*Written request*
Reproduce the entries word for word, and omit any picture you find in them.

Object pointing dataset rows
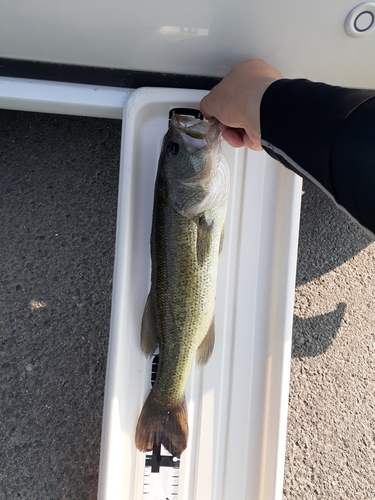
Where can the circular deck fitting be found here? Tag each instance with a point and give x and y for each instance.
(361, 20)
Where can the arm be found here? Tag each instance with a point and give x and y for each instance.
(324, 133)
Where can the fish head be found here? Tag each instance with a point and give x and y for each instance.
(192, 166)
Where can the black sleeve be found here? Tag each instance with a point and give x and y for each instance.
(326, 134)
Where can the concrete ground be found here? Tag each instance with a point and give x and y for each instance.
(58, 194)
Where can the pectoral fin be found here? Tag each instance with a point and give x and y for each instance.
(204, 238)
(149, 336)
(206, 347)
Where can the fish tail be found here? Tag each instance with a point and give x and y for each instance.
(168, 427)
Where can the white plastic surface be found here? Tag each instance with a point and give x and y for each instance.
(238, 404)
(62, 98)
(302, 38)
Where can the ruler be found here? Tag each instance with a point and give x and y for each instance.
(162, 470)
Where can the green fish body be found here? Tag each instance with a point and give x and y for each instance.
(190, 201)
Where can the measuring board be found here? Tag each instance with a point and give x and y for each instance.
(162, 470)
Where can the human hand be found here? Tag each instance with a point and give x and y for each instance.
(235, 102)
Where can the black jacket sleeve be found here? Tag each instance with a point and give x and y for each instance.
(326, 134)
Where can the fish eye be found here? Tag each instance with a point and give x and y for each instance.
(172, 148)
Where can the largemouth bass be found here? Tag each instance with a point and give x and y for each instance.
(190, 201)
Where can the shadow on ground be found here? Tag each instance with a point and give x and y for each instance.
(328, 238)
(313, 336)
(58, 197)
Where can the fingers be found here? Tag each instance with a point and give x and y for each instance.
(238, 138)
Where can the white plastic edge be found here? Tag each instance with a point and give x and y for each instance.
(62, 98)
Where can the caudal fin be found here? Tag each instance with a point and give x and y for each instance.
(167, 427)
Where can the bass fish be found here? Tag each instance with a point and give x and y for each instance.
(190, 201)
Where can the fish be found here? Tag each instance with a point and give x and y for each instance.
(190, 203)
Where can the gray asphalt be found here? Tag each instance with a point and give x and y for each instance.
(58, 195)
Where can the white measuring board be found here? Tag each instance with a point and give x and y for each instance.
(237, 404)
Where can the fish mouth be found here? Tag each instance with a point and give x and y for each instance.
(196, 133)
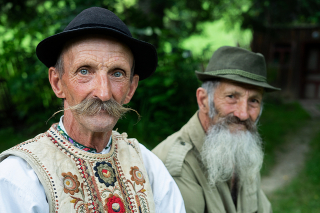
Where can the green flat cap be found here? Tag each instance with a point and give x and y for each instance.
(237, 64)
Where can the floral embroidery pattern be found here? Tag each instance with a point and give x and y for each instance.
(114, 204)
(70, 183)
(105, 173)
(137, 176)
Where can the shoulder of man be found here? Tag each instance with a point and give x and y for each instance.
(173, 151)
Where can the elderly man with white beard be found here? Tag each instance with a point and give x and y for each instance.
(216, 157)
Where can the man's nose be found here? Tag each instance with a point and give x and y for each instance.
(102, 88)
(242, 111)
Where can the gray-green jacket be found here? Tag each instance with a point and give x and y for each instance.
(179, 154)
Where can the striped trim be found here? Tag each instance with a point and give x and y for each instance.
(238, 72)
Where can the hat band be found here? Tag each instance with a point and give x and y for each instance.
(96, 25)
(238, 72)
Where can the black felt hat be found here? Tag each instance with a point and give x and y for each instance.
(97, 20)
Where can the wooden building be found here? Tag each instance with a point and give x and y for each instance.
(293, 59)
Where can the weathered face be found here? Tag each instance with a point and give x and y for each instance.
(97, 67)
(240, 100)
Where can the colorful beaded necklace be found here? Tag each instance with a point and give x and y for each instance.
(78, 145)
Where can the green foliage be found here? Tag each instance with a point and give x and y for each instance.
(302, 195)
(264, 13)
(161, 99)
(278, 119)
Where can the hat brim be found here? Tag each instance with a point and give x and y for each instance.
(206, 77)
(145, 54)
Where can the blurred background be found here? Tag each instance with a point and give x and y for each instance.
(185, 33)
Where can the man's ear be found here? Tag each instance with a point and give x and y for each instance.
(202, 99)
(55, 82)
(132, 89)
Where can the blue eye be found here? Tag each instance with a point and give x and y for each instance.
(117, 74)
(84, 72)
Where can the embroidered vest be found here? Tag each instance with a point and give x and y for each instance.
(78, 181)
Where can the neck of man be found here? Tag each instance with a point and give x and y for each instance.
(96, 140)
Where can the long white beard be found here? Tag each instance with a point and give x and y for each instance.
(225, 153)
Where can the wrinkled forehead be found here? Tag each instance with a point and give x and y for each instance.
(87, 41)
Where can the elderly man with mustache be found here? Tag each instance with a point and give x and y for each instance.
(216, 157)
(80, 164)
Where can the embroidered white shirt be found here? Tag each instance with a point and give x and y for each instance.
(21, 190)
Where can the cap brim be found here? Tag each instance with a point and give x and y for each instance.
(206, 77)
(145, 54)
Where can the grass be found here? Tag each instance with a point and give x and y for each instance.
(302, 195)
(278, 119)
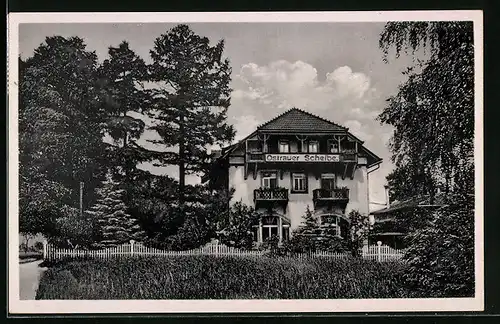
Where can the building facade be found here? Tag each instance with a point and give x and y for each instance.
(294, 162)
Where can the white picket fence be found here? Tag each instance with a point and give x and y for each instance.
(133, 249)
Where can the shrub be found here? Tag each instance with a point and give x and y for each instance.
(206, 277)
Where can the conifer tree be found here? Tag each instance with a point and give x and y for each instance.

*Written reply*
Where can the circular deck fitting be found here? Tag each instance with a point and give x and y for each instance.
(361, 20)
Where can the arm be found here? Tag each instance with a point and give x and y for each instance.
(324, 133)
Where can the fish head be found here? Tag each instance with a point and give x and y for each instance.
(192, 166)
Where can the black sleeve be found here? Tag each instance with a point and give x and y for each instance.
(326, 134)
Where can the concrete ground be found here? Tag each instance with a point and give x and y for each instance.
(58, 194)
Where can the pectoral fin be found here? Tag each instance with a point and give x and y for each instance.
(204, 238)
(149, 336)
(206, 347)
Where can the fish tail be found here? Tag each instance with a point and give x and y for each instance.
(168, 427)
Where can the white plastic surface be found here? Tag each instance with a point and give x and y for each instance.
(238, 404)
(62, 98)
(302, 38)
Where can the ruler be found here? Tag each instance with a point and give x and y for each instance.
(162, 470)
Where can the green fish body be found here? Tag each instance with a point and give x and y for each instance.
(190, 201)
Where can the measuring board be found here? Tag each instance with a point and give x and y for each instance.
(162, 470)
Where can the human hand be found here? Tag each instance with a point and give x and y for each instance.
(235, 102)
Where can the black jacket sleeve be found here? Tag each instance with a point and give x and y for each instance.
(326, 134)
Where can the fish eye be found here? Tag each instance with a point and give x and y for each instance.
(172, 148)
Where can the largemouth bass be found here? Tag each instance with a point and give x and y for each instance.
(190, 201)
Where can the shadow on ground be found here? Tag each instance with a point and give x and y for each instance.
(328, 238)
(313, 336)
(58, 197)
Where can the fingers be found here? Tag each instance with a point and give x and y for each instance.
(238, 138)
Where can the white plastic edge be found here? Tag each instance with a point and give x and y for each instance.
(62, 98)
Where can the caudal fin be found here? Tag each instance with a point and give x and y for each instance.
(167, 427)
Where can the bass fish be found here? Tag each instance with a point and give x and y for each instance.
(190, 201)
Where can the fish be found here? Tag each instance with a point and give x and y for each instance.
(190, 203)
Where can the gray asphalt be found here? Tag each instance with a point and give x and y for each instance.
(58, 195)
Where can the white measuring board be found here? Tag each instance with a point and give x and y for each instance.
(237, 404)
Where can the fish mouth be found here? Tag each instance with a point and give x and y for each instance.
(196, 133)
Where can the green flat cap be found here? Tag each instance with a point and give x and y for each instance.
(237, 64)
Where can the floral embroidery pattern be found here? Tag each instance with a point and give x and y for each instance.
(114, 204)
(70, 183)
(105, 173)
(137, 176)
Where can the shoulder of man be found here? Tag each instance with a point and give x and y for each instance.
(173, 151)
Where can the elderly man with white beard be found here? Tag each instance with a point and give x and y for each instance.
(216, 157)
Where can the man's nose be found here? Tag each instance with a point and give x and y for each instance.
(102, 88)
(242, 111)
Where can the gray-green jacket be found here? Tag each instance with a point and give x and y for each instance.
(179, 154)
Where can the striped trim be found here? Tag each instance with a point and give x and y for each instance.
(238, 72)
Where can the hat band be found here? Tag each instance with a point and give x and y for each instance.
(96, 25)
(238, 72)
Where can the black felt hat be found here? Tag each instance with a point and give x and y for each instance.
(97, 20)
Where can the wooden building be found here? Tag each instance with a point and give x and y for each instance.
(293, 59)
Where can the weathered face be found here? Tag each instance with a point and give x and y for each instance.
(97, 67)
(240, 100)
Where can the colorful beaded necklace be found here? Tag each instance with a point and give x and y for each instance.
(78, 145)
Where can the green foliage be found here? Tag each instance with a point and give x and y for each instance.
(302, 195)
(264, 13)
(161, 99)
(278, 119)
Where can the hat brim be found here? Tag each instance with a point and give x and y for each instance.
(206, 77)
(145, 54)
Where can the blurred background be found here? Tag each instance with a point and give x and y for each instance.
(185, 33)
Where can the man's ear be found here? Tag each instance with a point and give x and y for each instance.
(202, 99)
(55, 82)
(132, 89)
Where can the blue eye be found here? Tag each instance with a point and give x and y for each instance.
(117, 74)
(84, 72)
Where can the embroidered vest be found here? Tag each instance with a point and give x and y for each instance.
(78, 181)
Where can the neck of man be found here? Tag each instance with a point and give x and y for each instance.
(96, 140)
Where can the long white beard be found here? Tag each instance with a point and give x and y for each instance.
(225, 153)
Where can the wrinkled forehead be found here? Tag each instance with a point and give x and y for each instance.
(87, 41)
Where can the elderly man with mustache be found here? Tag each instance with a point and give x and y for each instance.
(216, 157)
(80, 164)
Where can the embroidered white shirt be found here? Tag each instance with a point and give x and y for each instance.
(21, 190)
Where can the cap brim be found here? Tag each instance with a point and give x and y for each instance.
(206, 77)
(145, 54)
Where can the grass be found here? Tag each instance with a point and give x and y for each instance.
(302, 195)
(278, 119)
Where can the building facade be found here? Tag each instance with a point and give x and y for each instance.
(294, 162)
Where can the white picket fence be found here? Tag each instance with a point and give x and y for each instance.
(133, 249)
Where can the shrub be found here? Tag each instance with a point and give x and y for each instance.
(206, 277)
Where can the conifer tree be found here? Tag each instance with a point and give x and y for each instance.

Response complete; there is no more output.